• TASK STATEMENT
Rewrite the data from its first line through the line that contains "top-left (37, 35), bottom-right (151, 300)", changing "jacket sleeve" to "coat sleeve" and keeping everything else the same.
━━━━━ THE RECORDS
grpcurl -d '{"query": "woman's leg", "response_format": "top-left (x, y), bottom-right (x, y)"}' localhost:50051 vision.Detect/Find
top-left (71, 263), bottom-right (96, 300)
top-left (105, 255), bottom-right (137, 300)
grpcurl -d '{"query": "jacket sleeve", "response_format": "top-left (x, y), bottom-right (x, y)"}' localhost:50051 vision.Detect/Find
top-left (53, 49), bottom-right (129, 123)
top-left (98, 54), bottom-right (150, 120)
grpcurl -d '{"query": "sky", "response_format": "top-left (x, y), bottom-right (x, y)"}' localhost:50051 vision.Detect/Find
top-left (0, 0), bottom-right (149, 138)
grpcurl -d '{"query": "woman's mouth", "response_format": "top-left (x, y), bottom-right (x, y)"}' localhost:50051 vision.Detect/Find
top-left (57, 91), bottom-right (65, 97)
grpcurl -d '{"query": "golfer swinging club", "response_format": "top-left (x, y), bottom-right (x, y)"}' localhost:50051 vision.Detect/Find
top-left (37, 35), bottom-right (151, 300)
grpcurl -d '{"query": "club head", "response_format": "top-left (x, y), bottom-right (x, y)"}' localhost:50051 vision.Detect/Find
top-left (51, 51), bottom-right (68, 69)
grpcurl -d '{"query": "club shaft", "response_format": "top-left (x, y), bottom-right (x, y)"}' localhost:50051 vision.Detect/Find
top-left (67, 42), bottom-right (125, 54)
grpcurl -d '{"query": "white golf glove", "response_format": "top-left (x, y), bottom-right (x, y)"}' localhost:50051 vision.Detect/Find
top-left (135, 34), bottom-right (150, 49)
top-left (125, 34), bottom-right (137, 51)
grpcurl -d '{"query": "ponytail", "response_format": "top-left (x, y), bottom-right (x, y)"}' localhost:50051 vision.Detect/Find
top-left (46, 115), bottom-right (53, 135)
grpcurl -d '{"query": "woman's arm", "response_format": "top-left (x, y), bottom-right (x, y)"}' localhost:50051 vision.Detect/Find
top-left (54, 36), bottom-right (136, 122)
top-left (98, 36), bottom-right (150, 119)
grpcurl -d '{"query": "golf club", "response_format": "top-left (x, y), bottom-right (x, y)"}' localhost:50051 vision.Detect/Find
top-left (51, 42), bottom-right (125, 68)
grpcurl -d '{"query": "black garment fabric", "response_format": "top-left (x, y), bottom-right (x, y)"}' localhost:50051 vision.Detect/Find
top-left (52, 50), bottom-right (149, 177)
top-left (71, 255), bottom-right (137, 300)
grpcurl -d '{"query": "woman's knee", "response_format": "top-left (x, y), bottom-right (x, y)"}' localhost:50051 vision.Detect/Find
━━━━━━━━━━
• ANSWER TO THIS TASK
grpcurl -d '{"query": "woman's leg", "response_format": "top-left (x, y), bottom-right (x, y)"}' localhost:50051 vision.Detect/Find
top-left (71, 263), bottom-right (96, 300)
top-left (105, 255), bottom-right (137, 300)
grpcurl -d '{"query": "coat sleeve", "response_format": "top-left (x, y), bottom-right (x, y)"}' localhost:50051 vision.Detect/Find
top-left (53, 49), bottom-right (129, 123)
top-left (98, 54), bottom-right (150, 120)
grpcurl -d '{"query": "sky", "response_format": "top-left (x, y), bottom-right (x, y)"}' localhost:50051 vision.Detect/Find
top-left (0, 0), bottom-right (149, 138)
grpcurl -d '{"query": "woman's mouth", "response_format": "top-left (x, y), bottom-right (x, y)"}' localhost:50051 vision.Detect/Find
top-left (57, 91), bottom-right (65, 97)
grpcurl -d '{"query": "golfer swinging club", "response_format": "top-left (x, y), bottom-right (x, y)"}' localhost:50051 vision.Detect/Find
top-left (37, 35), bottom-right (151, 300)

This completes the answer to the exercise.